> **CONSIGNE 1**
D'après le texte sur Saïd Tahsin, dans quelle ville le peintre a-t-il passé l'essentiel des vingt dernières années de sa vie ?
> **CONSIGNE 2**
Résumez le texte sur Saïd Tahsin en deux phrases.
> **CONSIGNE 3**
Écrivez la suite du texte sur Saïd Tahsin, en reprenant juste après sa dernière ligne.

> **TEXTE DU DOCUMENT**
☆ ☆ ☆ ☆

Saïd Tahsin
1904-1985
Il est des rencontres artistiques que l’on regrette de ne pas avoir faites plus tôt. Initialement abordé par le prisme de l’historien, Saïd Tahsin (1904-1985) surprend aujourd’hui les chercheurs par son contexte certes, mais aussi par l’étonnante diversité stylistique de son œuvre peint. Le cours de sa vie, reconstitué par la compilation de ses mémoires et un travail de recoupement ardu mené par l’économiste et historien Samir Aïta, pourrait faire en soi l’objet d’un commentaire tant il pousse à redéfinir l’idée que l’on se fait de la production artistique levantine du siècle dernier. Syrien d’origine, Saïd Tahsin parcours le monde arabe durant tout le XXe siècle central, nous laissant entrevoir un œkoumène intellectuel foisonnant mêlant sphères artistiques, littéraires, mystiques et politiques. Si cet environnement est bien connu des spécialistes de la période, il convient de relever que la vie de l’artiste ne se prête pas aux grilles de lecture habituelles et, à vrai dire, semble quasi-impossible à résumer.

D’autant plus que d’importantes zones d’ombre jalonnent son parcours, induisant leur lot d’inconnues et de paradoxes. Pur autodidacte, il s’illustre comme l’un des meilleurs techniciens, au sens classique, de son époque. Damascène de naissance et de cœur, c’est à Bagdad qu’il forge sa forte conscience esthético-politique, et au Caire qu’il passe l’essentiel des vingt dernières années de sa vie, menant sa production à sa maturité finale. Il y a dans l’œuvre de cet artiste une sorte de présence-absence, une gravité qui est celle de l’insaisissable. Tout au long de sa vie, il s’attache à peindre une immense variété de thèmes et prend soin de réinventer son style à chacun de ses sujets. On ne peut pas vraiment parler à son égard d’évolution linéaire ainsi que les historiens de l’art en ont l’habitude mais plutôt, de façon assez désarçonnante, de transformation permanente, son aisance technique lui permettant de s’approprier n’importe quel univers visuel avant de le restituer au service d’un propos personnel. On ressent chez lui quelque chose de l’ordre de la pulsion totalisante, un esprit en perpétuel mouvement qui ignore les contraintes, se joue des limites et des cadres, embrasse l’expression picturale dans son essence avant de l’aborder dans sa forme. Il n’adapte pas, il décline, conjugue, façonne à sa guise un matériau qui n’est pas seulement malléable, mais qui est essentiellement malléabilité. Cela tranche avec la définition européenne du style au XXe siècle, mais cela tranche aussi avec l’image traditionnelle de la production artistique moyen-orientale que l’on s’imagine un peu trop vite restreinte, monolithique dans son contexte politico-religieux. En se faisant tour à tour réaliste, naturaliste, impressionniste, pointilliste même, symboliste et surréaliste, fantastique et onirique, peintre de bataille, portraitiste sensible et conteur épique, paysagiste grandiose et metteur en scène intimiste, Saïd Tahsin ne cesse jamais d’être lui-même et l’on ressent sa marque en chacune de ses toiles

La Rue Souk Saroujah à Damas, huile sur toile, 50/40, années 1940, collection familiale.

☆ ☆ ☆ ☆

> **MATÉRIEL FOURNI**
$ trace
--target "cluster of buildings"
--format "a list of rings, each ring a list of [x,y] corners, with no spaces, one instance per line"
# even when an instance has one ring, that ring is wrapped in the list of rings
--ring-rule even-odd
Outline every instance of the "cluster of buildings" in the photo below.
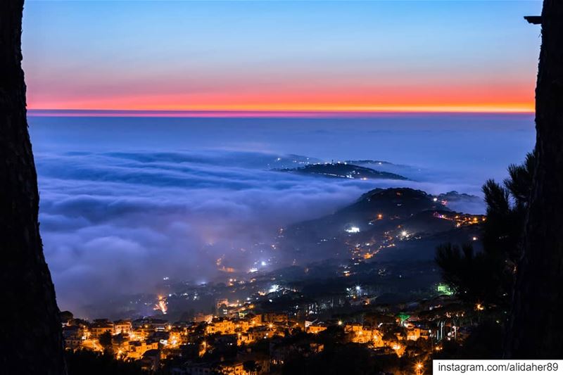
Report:
[[[275,374],[296,356],[315,355],[327,340],[340,337],[377,355],[427,357],[441,350],[443,340],[463,338],[464,312],[442,296],[408,313],[398,308],[374,307],[340,319],[297,319],[286,313],[248,312],[241,314],[198,314],[192,322],[163,319],[63,319],[67,350],[113,353],[119,360],[137,361],[156,371],[165,363],[175,375]],[[220,301],[220,306],[228,301]]]

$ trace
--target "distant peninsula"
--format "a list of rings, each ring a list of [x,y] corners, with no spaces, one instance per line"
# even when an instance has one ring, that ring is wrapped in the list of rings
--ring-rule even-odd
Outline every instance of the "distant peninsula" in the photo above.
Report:
[[[278,172],[310,174],[329,178],[350,179],[400,179],[407,180],[407,177],[391,173],[381,172],[367,167],[360,167],[348,163],[327,163],[310,164],[298,168],[283,168],[274,170]]]

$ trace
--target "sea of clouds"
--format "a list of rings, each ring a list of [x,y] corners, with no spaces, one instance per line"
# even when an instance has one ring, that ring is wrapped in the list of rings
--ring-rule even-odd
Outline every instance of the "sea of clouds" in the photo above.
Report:
[[[162,121],[30,118],[41,232],[61,309],[87,316],[85,305],[153,292],[165,277],[195,282],[228,277],[217,270],[219,258],[221,267],[246,272],[267,260],[251,250],[273,243],[280,227],[332,212],[375,187],[479,193],[483,176],[490,174],[472,172],[482,169],[474,160],[483,152],[495,155],[492,142],[474,152],[472,140],[460,144],[465,153],[450,168],[445,162],[455,159],[448,155],[455,147],[433,146],[441,156],[429,151],[429,144],[450,143],[436,139],[442,130],[417,130],[414,139],[405,138],[412,129],[374,133],[364,125],[346,139],[347,122],[288,122],[293,127],[288,129],[258,122],[245,127],[231,122],[211,126],[200,120]],[[504,134],[495,132],[495,136]],[[471,139],[479,137],[474,132]],[[378,139],[380,146],[374,144]],[[393,153],[393,144],[403,140],[410,154]],[[518,141],[524,146],[517,155],[524,155],[527,144]],[[309,161],[320,160],[313,156],[330,161],[333,154],[341,160],[412,160],[410,166],[386,170],[413,181],[343,180],[272,170],[307,160],[289,153],[310,156]],[[434,159],[423,163],[424,155]],[[464,169],[460,166],[465,155],[473,156]],[[438,165],[441,160],[445,164]],[[504,173],[505,165],[503,160],[483,165]],[[476,213],[483,205],[452,208]]]

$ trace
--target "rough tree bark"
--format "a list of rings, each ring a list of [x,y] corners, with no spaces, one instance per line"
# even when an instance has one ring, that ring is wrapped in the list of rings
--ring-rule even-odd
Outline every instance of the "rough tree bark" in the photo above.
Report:
[[[537,161],[505,356],[563,358],[563,1],[544,0]]]
[[[0,372],[66,372],[58,308],[43,256],[21,68],[23,0],[0,1]]]

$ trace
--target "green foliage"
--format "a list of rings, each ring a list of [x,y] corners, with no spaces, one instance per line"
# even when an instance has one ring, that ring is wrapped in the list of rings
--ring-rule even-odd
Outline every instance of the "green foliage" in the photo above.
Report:
[[[108,331],[100,335],[98,338],[100,341],[100,345],[105,349],[108,350],[111,348],[112,337],[111,333]]]
[[[436,249],[436,261],[444,282],[462,300],[506,305],[511,298],[516,264],[521,253],[526,210],[536,158],[529,153],[521,165],[508,167],[510,177],[483,186],[487,220],[483,224],[483,251],[471,245],[446,243]]]

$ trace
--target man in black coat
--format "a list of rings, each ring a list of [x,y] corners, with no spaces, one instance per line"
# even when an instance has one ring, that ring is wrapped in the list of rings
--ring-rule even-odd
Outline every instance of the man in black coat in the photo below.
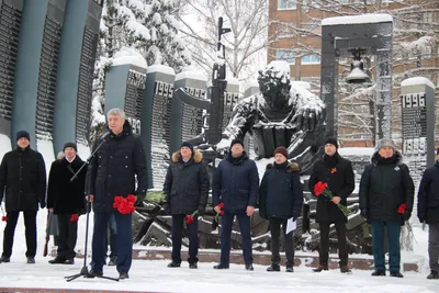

☆ ☆ ☆ ☆

> **RÉPONSE 1**
Au Caire.

> **RÉPONSE 2**
Saïd Tahsin (1904-1985), peintre syrien autodidacte né à Damas, a parcouru le monde arabe au XXe siècle, forgeant sa conscience esthético-politique à Bagdad avant de passer l'essentiel de ses vingt dernières années au Caire. Son œuvre se distingue par une transformation permanente du style selon chaque sujet, du réalisme au surréalisme en passant par le portrait et le paysage, sans qu'il cesse jamais d'y laisser sa marque.

> **RÉPONSE 3**
D’où ce sentiment d’étrange présence, planant tout autour de ses œuvres, renforcé par l’impossibilité d’en définir la nature exacte : on perçoit partout l’ombre de la main du créateur, jamais la main elle-même. Dans un mouvement créatif qui semble ininterrompu, jamais au repos, l’artiste dont on devine çà et là les préoccupations, les envies et les aspirations, a toujours un coup d’avance sur l’observateur. Croit-on venir frapper à sa porte ? Il a déjà déménagé. Plonger dans les décennies de production qui furent les siennes est aussi fascinant que frustrant, en cela que l’on sent bien qu’à tout moment quelque chose de fondamental à son sujet nous échappe. Au-delà des considérations d’ordre politique et idéologique en vogue dans le monde arabe de cette période, et au-delà même des allées et venues que l’on devine dans la pensée du peintre, c’est enfin et surtout un portrait kaléidoscopique de l’islam que l’artiste a composé au fil des années. La pensée musulmane est chez lui multiple, protéiforme, englobante de tout ce qui fait le terreau philosophique et mystique de cette civilisation. En particulier, il faut relever son amour inspiré pour la poésie d’Al-Maarri, mastodonte littéraire du moyen-âge arabe dont la spiritualité cynique n’a rien perdu de sa force après dix siècles. Précisons que son œuvre majeure est accessible aux francophones grâce à un extraordinaire travail de traduction et de présentation par Hoa Hoï Vuong et Patrick Mégarbané, sous le titre Les Impératifs : Poèmes de l’ascèse, paru en 2009 aux éditions Sindbad chez Actes Sud. L’œuvre peint de Saïd Tahsin ressemble surtout, pour qui cherche à voir par-delà les images, à une multitude de portes laissées entrouvertes sur un univers mental passionnant, celui d’une époque, d’une culture, d’une religion philosophique avant d’être politique, d’un mystère surtout, indicible vérité d’un homme qui à travers la peinture, sans relâche et à sa façon, aura dit ce qu’il estimait devoir être dit.
Thibaud Josset
Al Ma’arri, le Socrate du monde arabe, huile sur toile, 105/104, 1944, Musée National de Damas.

SAID TAHSIN
(1904-1985).
L’ESPRIT DES COULEURS DE DAMAS.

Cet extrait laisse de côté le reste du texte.